Render every line of the records below as a numbered list, leaving out any blank lines.

### Working data

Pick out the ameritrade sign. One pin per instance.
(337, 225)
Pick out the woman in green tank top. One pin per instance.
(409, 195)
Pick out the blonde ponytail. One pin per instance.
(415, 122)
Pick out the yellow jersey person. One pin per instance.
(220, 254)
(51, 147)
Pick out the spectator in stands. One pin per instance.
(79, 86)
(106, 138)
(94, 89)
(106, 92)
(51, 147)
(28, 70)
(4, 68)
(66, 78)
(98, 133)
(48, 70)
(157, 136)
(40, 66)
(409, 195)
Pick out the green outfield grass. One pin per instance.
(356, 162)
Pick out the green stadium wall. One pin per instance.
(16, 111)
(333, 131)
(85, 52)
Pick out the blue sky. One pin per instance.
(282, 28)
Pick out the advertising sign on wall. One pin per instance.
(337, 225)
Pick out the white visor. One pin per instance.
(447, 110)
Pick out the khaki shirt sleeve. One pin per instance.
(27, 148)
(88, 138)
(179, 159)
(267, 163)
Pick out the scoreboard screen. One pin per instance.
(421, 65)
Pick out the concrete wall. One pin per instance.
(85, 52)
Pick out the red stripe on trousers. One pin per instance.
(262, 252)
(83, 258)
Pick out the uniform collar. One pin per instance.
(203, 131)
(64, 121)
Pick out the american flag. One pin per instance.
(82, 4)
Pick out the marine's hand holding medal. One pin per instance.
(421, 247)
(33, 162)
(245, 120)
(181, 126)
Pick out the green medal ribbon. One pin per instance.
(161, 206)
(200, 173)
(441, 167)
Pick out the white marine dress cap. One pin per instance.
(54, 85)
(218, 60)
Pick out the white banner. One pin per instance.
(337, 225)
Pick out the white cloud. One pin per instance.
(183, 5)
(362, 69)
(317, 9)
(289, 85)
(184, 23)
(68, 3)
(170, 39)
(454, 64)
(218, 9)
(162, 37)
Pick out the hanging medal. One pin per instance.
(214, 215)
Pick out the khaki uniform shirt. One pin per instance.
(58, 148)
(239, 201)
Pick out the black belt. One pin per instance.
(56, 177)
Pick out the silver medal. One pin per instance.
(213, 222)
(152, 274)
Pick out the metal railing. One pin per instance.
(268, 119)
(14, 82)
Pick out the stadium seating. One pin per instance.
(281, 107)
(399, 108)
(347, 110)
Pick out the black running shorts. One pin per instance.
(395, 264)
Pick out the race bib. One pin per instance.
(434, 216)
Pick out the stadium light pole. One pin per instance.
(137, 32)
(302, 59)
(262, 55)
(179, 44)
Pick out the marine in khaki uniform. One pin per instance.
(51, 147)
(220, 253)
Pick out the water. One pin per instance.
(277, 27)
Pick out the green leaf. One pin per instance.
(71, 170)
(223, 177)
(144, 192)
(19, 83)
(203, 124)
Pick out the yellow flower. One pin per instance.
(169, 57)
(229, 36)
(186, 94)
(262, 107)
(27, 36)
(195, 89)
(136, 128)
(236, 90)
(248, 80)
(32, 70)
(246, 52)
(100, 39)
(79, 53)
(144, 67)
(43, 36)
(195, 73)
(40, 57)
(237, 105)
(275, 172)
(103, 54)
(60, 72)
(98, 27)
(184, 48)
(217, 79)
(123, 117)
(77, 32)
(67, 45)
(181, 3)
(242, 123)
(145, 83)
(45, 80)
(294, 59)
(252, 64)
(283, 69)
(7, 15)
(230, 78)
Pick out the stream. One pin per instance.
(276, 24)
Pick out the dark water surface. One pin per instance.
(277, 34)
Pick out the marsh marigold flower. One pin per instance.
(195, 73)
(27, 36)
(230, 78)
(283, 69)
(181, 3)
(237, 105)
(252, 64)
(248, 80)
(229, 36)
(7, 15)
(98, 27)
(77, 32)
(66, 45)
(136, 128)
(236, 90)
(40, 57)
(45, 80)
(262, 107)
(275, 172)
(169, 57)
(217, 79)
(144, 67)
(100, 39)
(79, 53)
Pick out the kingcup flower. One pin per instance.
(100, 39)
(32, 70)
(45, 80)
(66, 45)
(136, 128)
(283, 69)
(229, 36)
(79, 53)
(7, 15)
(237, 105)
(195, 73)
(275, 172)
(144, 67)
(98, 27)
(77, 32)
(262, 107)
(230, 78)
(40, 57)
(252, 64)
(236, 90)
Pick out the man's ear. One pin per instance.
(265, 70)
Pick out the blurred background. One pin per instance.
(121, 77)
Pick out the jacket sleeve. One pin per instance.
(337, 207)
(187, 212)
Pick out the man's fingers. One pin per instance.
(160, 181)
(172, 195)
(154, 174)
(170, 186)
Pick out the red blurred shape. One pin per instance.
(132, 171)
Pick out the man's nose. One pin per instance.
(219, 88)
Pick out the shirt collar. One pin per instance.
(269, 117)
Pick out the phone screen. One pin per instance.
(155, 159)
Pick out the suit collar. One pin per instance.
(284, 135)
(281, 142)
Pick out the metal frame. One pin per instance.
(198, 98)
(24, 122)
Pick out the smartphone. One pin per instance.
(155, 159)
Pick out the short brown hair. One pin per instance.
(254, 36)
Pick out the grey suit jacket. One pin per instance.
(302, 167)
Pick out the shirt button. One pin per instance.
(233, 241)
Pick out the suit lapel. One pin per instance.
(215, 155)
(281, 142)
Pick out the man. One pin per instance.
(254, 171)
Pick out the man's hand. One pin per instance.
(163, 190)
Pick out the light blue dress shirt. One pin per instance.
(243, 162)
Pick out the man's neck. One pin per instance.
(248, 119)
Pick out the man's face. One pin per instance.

######

■ **Final result**
1. Pick out the ameritrade sign. One pin per instance.
2. (337, 225)
3. Pick out the woman in green tank top. One pin per instance.
4. (409, 195)
5. Pick out the blonde ponytail. One pin per instance.
6. (415, 122)
7. Pick out the yellow jersey person. One pin per instance.
8. (220, 254)
9. (51, 147)
10. Pick out the spectator in stands. One pin per instance.
11. (79, 86)
12. (106, 138)
13. (94, 89)
14. (106, 92)
15. (51, 147)
16. (28, 70)
17. (4, 68)
18. (66, 78)
19. (98, 133)
20. (48, 70)
21. (157, 136)
22. (40, 66)
23. (409, 195)
24. Pick out the green outfield grass. One pin per instance.
25. (356, 162)
26. Pick out the green stadium wall. One pin per instance.
27. (16, 111)
28. (333, 131)
29. (85, 52)
30. Pick out the blue sky. One pin per instance.
31. (282, 28)
32. Pick out the advertising sign on wall. One pin per instance.
33. (337, 225)
34. Pick out the white visor. One pin per instance.
35. (447, 110)
36. Pick out the khaki shirt sleeve. One pin per instance.
37. (27, 148)
38. (88, 138)
39. (179, 159)
40. (267, 163)
41. Pick out the scoreboard screen. One pin per instance.
42. (421, 65)
43. Pick out the concrete wall. One pin per instance.
44. (85, 52)
45. Pick out the red stripe on trousers. One pin per instance.
46. (262, 252)
47. (83, 258)
48. Pick out the uniform collar. One pin per instance.
49. (203, 131)
50. (64, 121)
51. Pick out the american flag. One pin per instance.
52. (82, 4)
53. Pick out the marine's hand holding medal. One pin per instance.
54. (421, 247)
55. (33, 162)
56. (245, 120)
57. (181, 126)
58. Pick out the green medal ribbon. One pin per instance.
59. (161, 206)
60. (200, 173)
61. (441, 167)
62. Pick out the white marine dress cap. One pin per instance.
63. (54, 85)
64. (218, 60)
65. Pick out the white banner. One pin per instance.
66. (337, 225)
67. Pick out the white cloud. One pin per instance.
68. (183, 5)
69. (362, 69)
70. (317, 9)
71. (289, 85)
72. (184, 23)
73. (68, 3)
74. (170, 39)
75. (454, 64)
76. (218, 9)
77. (162, 37)
78. Pick out the hanging medal. One pin per instance.
79. (214, 215)
80. Pick out the khaki uniform shirt. One pin per instance.
81. (58, 148)
82. (239, 201)
83. Pick out the black belt. One pin per instance.
84. (56, 177)
85. Pick out the silver medal. One pin per instance.
86. (213, 222)
87. (152, 274)
88. Pick out the metal railing. One pin per instance.
89. (268, 119)
90. (14, 82)
91. Pick out the stadium seating. One pin per instance.
92. (281, 107)
93. (399, 108)
94. (347, 110)
95. Pick out the black running shorts. One pin per instance.
96. (395, 264)
97. Pick out the race bib. One pin per instance.
98. (434, 216)
99. Pick out the stadium light pole. One pin per instance.
100. (137, 32)
101. (302, 59)
102. (262, 55)
103. (179, 44)
104. Pick out the marine in khaki uniform. One pin per instance.
105. (51, 147)
106. (220, 253)
107. Pick out the water. One pin per instance.
108. (277, 27)
109. Pick out the green leaf. One pin per instance.
110. (71, 170)
111. (223, 177)
112. (144, 192)
113. (19, 83)
114. (203, 124)
115. Pick out the yellow flower. One pin per instance.
116. (169, 57)
117. (229, 36)
118. (186, 94)
119. (262, 107)
120. (27, 36)
121. (195, 89)
122. (136, 128)
123. (236, 90)
124. (248, 80)
125. (32, 70)
126. (246, 52)
127. (100, 39)
128. (79, 53)
129. (144, 67)
130. (43, 36)
131. (195, 73)
132. (40, 57)
133. (237, 105)
134. (275, 172)
135. (103, 54)
136. (60, 72)
137. (98, 27)
138. (184, 48)
139. (217, 79)
140. (123, 117)
141. (77, 32)
142. (67, 45)
143. (181, 3)
144. (242, 123)
145. (145, 83)
146. (45, 80)
147. (294, 59)
148. (252, 64)
149. (283, 69)
150. (7, 15)
151. (230, 78)
152. Pick out the stream. One pin per instance.
153. (276, 24)
154. Pick out the dark water surface. One pin per instance.
155. (277, 34)
156. Pick out the marsh marigold flower. One pin per instance.
157. (195, 73)
158. (27, 36)
159. (230, 78)
160. (283, 69)
161. (181, 3)
162. (237, 105)
163. (252, 64)
164. (248, 80)
165. (229, 36)
166. (7, 15)
167. (98, 27)
168. (77, 32)
169. (66, 45)
170. (136, 128)
171. (236, 90)
172. (40, 57)
173. (45, 80)
174. (262, 107)
175. (275, 172)
176. (169, 57)
177. (217, 79)
178. (144, 67)
179. (100, 39)
180. (79, 53)
181. Pick out the kingcup flower. One pin per instance.
182. (100, 39)
183. (32, 70)
184. (45, 80)
185. (66, 45)
186. (136, 128)
187. (283, 69)
188. (229, 36)
189. (79, 53)
190. (7, 15)
191. (237, 105)
192. (195, 73)
193. (275, 172)
194. (144, 67)
195. (98, 27)
196. (77, 32)
197. (262, 107)
198. (230, 78)
199. (40, 57)
200. (252, 64)
201. (236, 90)
202. Pick out the man's ear. One pin per instance.
203. (265, 70)
204. Pick out the blurred background. One pin per instance.
205. (121, 77)
206. Pick out the jacket sleeve. One pin per instance.
207. (337, 207)
208. (187, 212)
209. Pick out the man's fingers. One pin per instance.
210. (160, 181)
211. (172, 195)
212. (154, 174)
213. (170, 186)
214. Pick out the red blurred shape. One pin per instance.
215. (132, 171)
216. Pick out the man's nose. One pin per instance.
217. (219, 88)
218. Pick out the shirt collar. One pin per instance.
219. (269, 117)
220. Pick out the phone screen. One pin per instance.
221. (155, 159)
222. Pick out the suit collar. One pin per instance.
223. (284, 135)
224. (281, 142)
225. Pick out the metal frame. One pin per instance.
226. (198, 98)
227. (24, 122)
228. Pick out the smartphone. One pin per instance.
229. (155, 159)
230. Pick out the short brown hair. One pin per instance.
231. (254, 36)
232. Pick out the grey suit jacket. One pin per instance.
233. (302, 167)
234. Pick out the shirt button. One pin per instance.
235. (233, 241)
236. Pick out the suit lapel. One pin per instance.
237. (215, 155)
238. (281, 142)
239. Pick out the man. One pin per instance.
240. (254, 171)
241. Pick out the man's hand. One pin per instance.
242. (163, 190)
243. Pick out the light blue dress shirt. One pin per instance.
244. (243, 162)
245. Pick out the man's neck. One pin per instance.
246. (248, 119)
247. Pick out the man's face. One pin per instance.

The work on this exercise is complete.